Exercise objective: Your copy should repeat each record exactly and contain none of the pictures.

━━━ Information shown ━━━

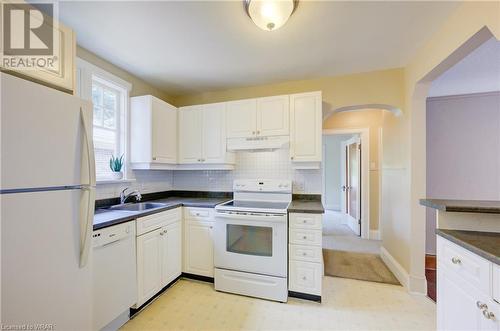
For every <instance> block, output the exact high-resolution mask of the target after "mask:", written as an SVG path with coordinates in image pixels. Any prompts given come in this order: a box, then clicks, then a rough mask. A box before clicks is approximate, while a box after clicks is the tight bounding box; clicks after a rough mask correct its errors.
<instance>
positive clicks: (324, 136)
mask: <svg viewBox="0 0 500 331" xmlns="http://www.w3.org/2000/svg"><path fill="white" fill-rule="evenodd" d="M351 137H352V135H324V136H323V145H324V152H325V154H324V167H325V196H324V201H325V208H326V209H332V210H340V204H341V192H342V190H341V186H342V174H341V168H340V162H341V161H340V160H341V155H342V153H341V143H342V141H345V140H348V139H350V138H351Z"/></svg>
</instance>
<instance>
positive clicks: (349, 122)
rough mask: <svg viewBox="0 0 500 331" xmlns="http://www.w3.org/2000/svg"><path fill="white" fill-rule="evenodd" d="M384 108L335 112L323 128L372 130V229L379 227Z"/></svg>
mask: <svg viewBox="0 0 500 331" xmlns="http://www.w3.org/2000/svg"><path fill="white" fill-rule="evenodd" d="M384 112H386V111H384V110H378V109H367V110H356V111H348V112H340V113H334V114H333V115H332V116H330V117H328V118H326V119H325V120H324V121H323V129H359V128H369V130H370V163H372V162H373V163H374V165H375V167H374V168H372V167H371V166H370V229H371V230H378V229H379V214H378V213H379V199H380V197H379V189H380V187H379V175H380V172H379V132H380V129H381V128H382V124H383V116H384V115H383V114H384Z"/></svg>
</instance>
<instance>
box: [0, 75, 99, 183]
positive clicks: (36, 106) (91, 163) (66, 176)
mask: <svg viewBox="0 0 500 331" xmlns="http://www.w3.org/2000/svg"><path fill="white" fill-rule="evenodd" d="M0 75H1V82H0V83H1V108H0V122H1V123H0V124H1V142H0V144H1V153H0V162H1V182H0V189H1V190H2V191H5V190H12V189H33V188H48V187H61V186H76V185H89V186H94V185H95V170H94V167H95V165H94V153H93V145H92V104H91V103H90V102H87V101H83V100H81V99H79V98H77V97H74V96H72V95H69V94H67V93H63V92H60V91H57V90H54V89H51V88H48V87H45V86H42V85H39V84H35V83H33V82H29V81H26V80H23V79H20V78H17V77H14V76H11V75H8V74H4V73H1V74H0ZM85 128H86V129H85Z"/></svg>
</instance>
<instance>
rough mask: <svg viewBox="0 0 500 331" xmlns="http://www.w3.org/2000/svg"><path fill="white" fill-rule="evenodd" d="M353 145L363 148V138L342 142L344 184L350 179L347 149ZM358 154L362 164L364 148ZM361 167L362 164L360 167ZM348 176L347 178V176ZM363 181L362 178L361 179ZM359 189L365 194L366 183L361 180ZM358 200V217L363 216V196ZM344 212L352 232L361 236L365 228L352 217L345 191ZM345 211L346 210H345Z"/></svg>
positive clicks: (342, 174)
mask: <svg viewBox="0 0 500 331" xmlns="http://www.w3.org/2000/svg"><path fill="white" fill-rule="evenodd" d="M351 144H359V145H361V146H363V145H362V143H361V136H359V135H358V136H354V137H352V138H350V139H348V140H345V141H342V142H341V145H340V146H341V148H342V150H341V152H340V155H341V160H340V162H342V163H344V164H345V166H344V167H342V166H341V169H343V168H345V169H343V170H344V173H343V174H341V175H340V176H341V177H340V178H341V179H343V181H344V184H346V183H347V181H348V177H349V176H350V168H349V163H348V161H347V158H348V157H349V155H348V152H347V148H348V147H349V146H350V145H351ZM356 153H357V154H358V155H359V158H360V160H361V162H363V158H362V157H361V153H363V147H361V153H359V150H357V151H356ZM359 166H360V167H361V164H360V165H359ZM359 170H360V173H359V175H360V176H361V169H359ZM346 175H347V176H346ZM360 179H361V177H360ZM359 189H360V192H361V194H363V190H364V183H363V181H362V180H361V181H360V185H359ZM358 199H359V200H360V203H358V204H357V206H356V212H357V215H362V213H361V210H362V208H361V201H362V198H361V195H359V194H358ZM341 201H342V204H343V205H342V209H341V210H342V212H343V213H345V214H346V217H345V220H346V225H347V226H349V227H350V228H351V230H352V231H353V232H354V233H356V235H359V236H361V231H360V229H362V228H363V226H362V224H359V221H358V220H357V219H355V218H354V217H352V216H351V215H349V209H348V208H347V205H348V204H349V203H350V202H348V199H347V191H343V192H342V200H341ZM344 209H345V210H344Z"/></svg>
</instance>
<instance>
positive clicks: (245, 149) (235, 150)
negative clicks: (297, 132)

━━━

Result of the task:
For every <instance> block, output the exact high-resolution mask of the target after "mask:", written as an SVG path with coordinates in image pixels. Any prompts given come in this order: a box, then clicks, then a rough mask. A box before clicks is approximate, while a box after clicks is the tight bounding box; clicks after a rough mask correct its errors.
<instance>
positive clicks: (324, 136)
mask: <svg viewBox="0 0 500 331" xmlns="http://www.w3.org/2000/svg"><path fill="white" fill-rule="evenodd" d="M351 137H352V135H324V136H323V145H324V152H325V154H324V167H325V196H324V201H325V208H326V209H332V210H340V204H341V192H342V190H341V186H342V174H341V168H340V162H341V161H340V160H341V155H342V153H341V143H342V141H345V140H348V139H350V138H351Z"/></svg>
</instance>
<instance>
positive clicks: (349, 122)
rough mask: <svg viewBox="0 0 500 331" xmlns="http://www.w3.org/2000/svg"><path fill="white" fill-rule="evenodd" d="M384 108L335 112L323 128L372 130V229L379 227Z"/></svg>
mask: <svg viewBox="0 0 500 331" xmlns="http://www.w3.org/2000/svg"><path fill="white" fill-rule="evenodd" d="M384 112H386V111H384V110H378V109H367V110H356V111H348V112H340V113H334V114H333V115H332V116H330V117H328V118H326V119H325V120H324V121H323V129H359V128H369V130H370V163H372V162H373V163H374V165H375V167H374V168H372V167H371V166H370V229H371V230H378V229H379V214H378V213H379V199H380V197H379V189H380V187H379V175H380V172H379V132H380V129H381V128H382V124H383V116H384V115H383V114H384Z"/></svg>
</instance>
<instance>
box: [0, 75, 99, 183]
positive clicks: (36, 106) (91, 163) (66, 176)
mask: <svg viewBox="0 0 500 331" xmlns="http://www.w3.org/2000/svg"><path fill="white" fill-rule="evenodd" d="M0 75H1V82H0V83H1V108H0V122H1V123H0V124H1V142H0V144H1V153H0V162H1V182H0V189H1V190H2V191H5V190H12V189H33V188H48V187H61V186H76V185H89V186H94V185H95V170H94V167H95V165H94V153H93V145H92V104H91V103H90V102H87V101H83V100H81V99H79V98H77V97H74V96H72V95H69V94H67V93H63V92H60V91H57V90H54V89H51V88H48V87H45V86H42V85H39V84H35V83H33V82H29V81H26V80H23V79H20V78H17V77H14V76H11V75H8V74H4V73H1V74H0ZM85 128H86V129H85Z"/></svg>
</instance>
<instance>
rough mask: <svg viewBox="0 0 500 331" xmlns="http://www.w3.org/2000/svg"><path fill="white" fill-rule="evenodd" d="M353 145L363 148V138L342 142L344 184L350 179L347 149ZM358 154L362 164L364 148ZM361 167L362 164L360 167ZM348 176L347 178V176ZM363 181L362 178L361 179ZM359 189L365 194L366 183L361 180ZM358 200V217L363 216V196ZM344 212L352 232L361 236L365 228L352 217L345 191ZM345 211L346 210H345Z"/></svg>
positive clicks: (342, 174)
mask: <svg viewBox="0 0 500 331" xmlns="http://www.w3.org/2000/svg"><path fill="white" fill-rule="evenodd" d="M351 144H359V145H361V146H363V145H362V143H361V136H359V135H358V136H354V137H352V138H350V139H348V140H345V141H342V142H341V145H340V146H341V148H342V150H341V152H340V155H341V160H340V162H342V163H344V164H345V166H344V167H342V166H341V169H343V168H345V169H343V170H344V173H343V174H341V175H340V176H341V177H340V178H341V179H343V181H344V184H346V183H347V181H348V177H349V176H350V168H349V163H348V161H347V158H348V157H349V155H348V152H347V148H348V147H349V146H350V145H351ZM356 153H357V154H358V155H359V158H360V160H361V162H363V158H362V157H361V153H363V147H361V153H359V150H357V151H356ZM359 166H360V167H361V164H360V165H359ZM359 170H360V173H359V175H360V176H361V169H359ZM346 175H347V176H346ZM360 179H361V177H360ZM359 189H360V192H361V194H363V190H364V183H363V181H362V180H361V181H360V185H359ZM358 199H359V200H360V203H358V204H357V206H356V212H357V215H362V213H361V210H362V208H361V201H362V198H361V195H359V194H358ZM341 201H342V204H343V205H342V209H341V210H342V212H343V213H345V214H346V217H345V220H346V225H347V226H349V227H350V228H351V230H352V231H353V232H354V233H356V235H359V236H361V231H360V229H362V228H363V226H362V224H359V221H358V220H357V219H355V218H354V217H352V216H351V215H349V209H348V208H347V205H348V204H349V203H350V202H348V199H347V191H343V192H342V200H341ZM344 209H345V210H344Z"/></svg>
</instance>
<instance>
positive clicks: (245, 149) (235, 150)
negative clicks: (297, 132)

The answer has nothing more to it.